┌─ Data entries

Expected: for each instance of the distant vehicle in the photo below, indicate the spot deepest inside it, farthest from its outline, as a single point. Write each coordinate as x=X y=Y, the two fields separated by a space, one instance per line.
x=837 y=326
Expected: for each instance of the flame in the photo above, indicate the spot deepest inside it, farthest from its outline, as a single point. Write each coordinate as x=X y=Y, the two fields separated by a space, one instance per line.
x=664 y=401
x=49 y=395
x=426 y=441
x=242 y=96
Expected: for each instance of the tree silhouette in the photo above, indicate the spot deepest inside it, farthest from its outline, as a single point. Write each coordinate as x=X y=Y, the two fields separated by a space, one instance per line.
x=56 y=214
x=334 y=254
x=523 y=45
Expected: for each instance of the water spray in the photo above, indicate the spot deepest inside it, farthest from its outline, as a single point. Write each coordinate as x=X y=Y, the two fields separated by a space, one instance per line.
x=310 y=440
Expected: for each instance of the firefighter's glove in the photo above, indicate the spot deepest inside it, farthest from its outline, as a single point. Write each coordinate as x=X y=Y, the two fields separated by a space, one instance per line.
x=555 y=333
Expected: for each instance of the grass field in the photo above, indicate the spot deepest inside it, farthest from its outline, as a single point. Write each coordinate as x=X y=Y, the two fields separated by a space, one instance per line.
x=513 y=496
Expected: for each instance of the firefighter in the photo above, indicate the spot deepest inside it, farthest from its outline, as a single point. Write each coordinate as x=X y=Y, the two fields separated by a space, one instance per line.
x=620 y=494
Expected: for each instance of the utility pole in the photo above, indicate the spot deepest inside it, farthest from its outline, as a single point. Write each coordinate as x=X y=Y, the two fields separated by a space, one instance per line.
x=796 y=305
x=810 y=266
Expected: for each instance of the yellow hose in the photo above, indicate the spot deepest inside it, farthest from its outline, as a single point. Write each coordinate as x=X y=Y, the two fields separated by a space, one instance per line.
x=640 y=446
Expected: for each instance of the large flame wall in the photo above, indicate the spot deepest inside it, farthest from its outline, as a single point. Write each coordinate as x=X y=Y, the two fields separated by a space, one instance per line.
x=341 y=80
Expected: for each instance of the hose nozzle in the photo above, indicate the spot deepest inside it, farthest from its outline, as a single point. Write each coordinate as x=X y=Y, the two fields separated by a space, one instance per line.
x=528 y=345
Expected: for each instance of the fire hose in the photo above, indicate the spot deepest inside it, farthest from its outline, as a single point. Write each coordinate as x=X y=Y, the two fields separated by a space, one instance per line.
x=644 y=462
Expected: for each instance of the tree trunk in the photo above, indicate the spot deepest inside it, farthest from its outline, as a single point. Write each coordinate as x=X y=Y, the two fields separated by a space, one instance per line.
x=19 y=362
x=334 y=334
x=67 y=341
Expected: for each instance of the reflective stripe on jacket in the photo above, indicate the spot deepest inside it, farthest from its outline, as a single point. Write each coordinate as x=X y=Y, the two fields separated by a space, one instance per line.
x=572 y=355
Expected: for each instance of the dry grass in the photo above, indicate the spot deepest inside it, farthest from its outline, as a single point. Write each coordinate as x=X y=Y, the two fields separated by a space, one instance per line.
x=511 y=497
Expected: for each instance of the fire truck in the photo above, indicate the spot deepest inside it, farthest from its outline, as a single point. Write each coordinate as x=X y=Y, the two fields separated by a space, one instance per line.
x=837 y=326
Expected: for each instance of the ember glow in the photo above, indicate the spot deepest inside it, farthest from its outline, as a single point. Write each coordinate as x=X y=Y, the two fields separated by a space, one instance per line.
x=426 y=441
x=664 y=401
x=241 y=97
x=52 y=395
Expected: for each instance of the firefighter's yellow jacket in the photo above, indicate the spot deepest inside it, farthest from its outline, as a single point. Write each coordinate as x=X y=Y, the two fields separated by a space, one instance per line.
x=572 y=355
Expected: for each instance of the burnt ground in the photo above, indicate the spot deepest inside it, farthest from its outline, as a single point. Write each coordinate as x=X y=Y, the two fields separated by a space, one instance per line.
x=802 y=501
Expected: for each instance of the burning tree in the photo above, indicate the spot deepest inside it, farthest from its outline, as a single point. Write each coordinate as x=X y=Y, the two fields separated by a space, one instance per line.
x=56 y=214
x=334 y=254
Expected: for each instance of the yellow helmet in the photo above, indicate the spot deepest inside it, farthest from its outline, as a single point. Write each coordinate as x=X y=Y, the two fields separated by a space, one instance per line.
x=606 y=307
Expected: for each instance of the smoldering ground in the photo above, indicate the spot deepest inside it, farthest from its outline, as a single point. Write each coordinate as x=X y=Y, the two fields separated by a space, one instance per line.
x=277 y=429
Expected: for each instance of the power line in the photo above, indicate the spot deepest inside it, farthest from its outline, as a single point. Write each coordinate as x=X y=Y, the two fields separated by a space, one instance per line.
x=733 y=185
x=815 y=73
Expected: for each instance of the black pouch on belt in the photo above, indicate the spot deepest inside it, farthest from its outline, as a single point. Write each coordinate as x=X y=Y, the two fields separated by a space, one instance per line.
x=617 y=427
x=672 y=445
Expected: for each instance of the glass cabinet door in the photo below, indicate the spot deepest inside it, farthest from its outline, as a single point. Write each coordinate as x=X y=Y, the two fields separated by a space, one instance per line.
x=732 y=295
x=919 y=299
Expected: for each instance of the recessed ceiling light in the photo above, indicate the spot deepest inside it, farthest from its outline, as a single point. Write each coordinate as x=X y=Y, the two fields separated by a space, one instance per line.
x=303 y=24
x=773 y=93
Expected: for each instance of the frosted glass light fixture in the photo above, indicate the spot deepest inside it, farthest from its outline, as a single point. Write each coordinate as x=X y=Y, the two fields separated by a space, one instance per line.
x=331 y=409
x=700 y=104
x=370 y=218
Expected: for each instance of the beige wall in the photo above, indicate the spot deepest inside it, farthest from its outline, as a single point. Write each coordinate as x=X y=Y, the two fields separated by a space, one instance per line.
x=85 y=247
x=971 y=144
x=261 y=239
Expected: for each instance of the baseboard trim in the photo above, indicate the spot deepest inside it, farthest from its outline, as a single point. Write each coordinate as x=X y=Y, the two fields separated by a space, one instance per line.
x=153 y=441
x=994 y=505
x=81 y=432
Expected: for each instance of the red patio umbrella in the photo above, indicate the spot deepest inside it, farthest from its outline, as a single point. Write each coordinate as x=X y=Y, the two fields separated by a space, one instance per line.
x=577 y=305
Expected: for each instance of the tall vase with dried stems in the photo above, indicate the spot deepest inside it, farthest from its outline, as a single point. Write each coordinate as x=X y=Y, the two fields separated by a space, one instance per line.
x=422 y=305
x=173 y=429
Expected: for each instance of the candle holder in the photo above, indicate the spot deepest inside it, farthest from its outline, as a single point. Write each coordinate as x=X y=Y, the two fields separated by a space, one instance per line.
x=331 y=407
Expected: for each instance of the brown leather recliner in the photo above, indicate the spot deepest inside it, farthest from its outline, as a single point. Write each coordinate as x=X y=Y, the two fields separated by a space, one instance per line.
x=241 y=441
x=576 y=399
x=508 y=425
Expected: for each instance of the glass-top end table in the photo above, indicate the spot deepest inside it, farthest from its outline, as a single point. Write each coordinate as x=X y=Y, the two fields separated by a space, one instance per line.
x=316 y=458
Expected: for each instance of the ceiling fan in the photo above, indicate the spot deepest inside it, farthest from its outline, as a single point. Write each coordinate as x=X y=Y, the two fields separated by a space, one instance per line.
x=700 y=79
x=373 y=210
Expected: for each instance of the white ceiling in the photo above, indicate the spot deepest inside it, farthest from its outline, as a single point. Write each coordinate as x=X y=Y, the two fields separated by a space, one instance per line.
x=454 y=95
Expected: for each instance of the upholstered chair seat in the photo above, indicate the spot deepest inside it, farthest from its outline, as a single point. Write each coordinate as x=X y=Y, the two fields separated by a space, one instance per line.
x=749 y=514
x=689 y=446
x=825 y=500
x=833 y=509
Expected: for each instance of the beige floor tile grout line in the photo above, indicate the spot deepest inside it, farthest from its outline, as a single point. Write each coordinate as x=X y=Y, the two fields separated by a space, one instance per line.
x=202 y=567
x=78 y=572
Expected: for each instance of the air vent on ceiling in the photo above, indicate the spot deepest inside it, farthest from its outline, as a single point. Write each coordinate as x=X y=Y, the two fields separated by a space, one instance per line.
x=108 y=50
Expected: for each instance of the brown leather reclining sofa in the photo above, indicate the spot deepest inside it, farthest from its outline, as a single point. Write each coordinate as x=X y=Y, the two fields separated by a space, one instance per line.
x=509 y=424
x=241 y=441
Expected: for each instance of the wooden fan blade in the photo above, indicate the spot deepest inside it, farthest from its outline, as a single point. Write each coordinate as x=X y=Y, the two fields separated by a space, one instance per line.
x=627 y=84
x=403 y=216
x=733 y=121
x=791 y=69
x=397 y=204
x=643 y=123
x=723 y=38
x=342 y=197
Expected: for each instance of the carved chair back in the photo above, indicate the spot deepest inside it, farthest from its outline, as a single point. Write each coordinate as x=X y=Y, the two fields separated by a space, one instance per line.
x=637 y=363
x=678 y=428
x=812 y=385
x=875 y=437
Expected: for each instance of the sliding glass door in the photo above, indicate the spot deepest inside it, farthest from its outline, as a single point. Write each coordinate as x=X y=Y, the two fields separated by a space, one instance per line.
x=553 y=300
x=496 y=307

└─

Scale the records above from the line with "Expected: for each instance of the air" up to and including the line with "x=875 y=437". Write those lines out again, requests included, with every x and y coordinate in the answers multiplied by 0.7 and rounded to a whole number, halves rounding up.

Expected: for each instance of the air vent on ceiling in the photo above, indicate the spot deepest inside it, farthest from its outline, as a single point. Write each coordinate as x=X y=Y, the two fields separated by a space, one instance per line.
x=76 y=35
Expected: for each instance of the brown leather reclining sofa in the photo above, indicate the spot deepest inside it, farthest from its outline, as a single point. Write each coordinate as x=X y=Y, the two fields separated by a space, one instance per line.
x=356 y=297
x=169 y=309
Expected: for each instance of the wooden fan blade in the photo above, indicate the spot deepest inside it, farthest from its outline, as a single point. Write each coordinate as x=X y=Y, the two fields separated by a space, one instance per line.
x=439 y=59
x=282 y=151
x=513 y=85
x=554 y=48
x=278 y=143
x=450 y=86
x=506 y=27
x=239 y=138
Expected: for each instance of the carved chair back in the photo above, indicate the spot deepest inside it, farthest from its outline, as a single point. Write each coordinate as x=X y=Y, the two fields separated by a space, one instance per line.
x=446 y=254
x=475 y=300
x=568 y=270
x=613 y=306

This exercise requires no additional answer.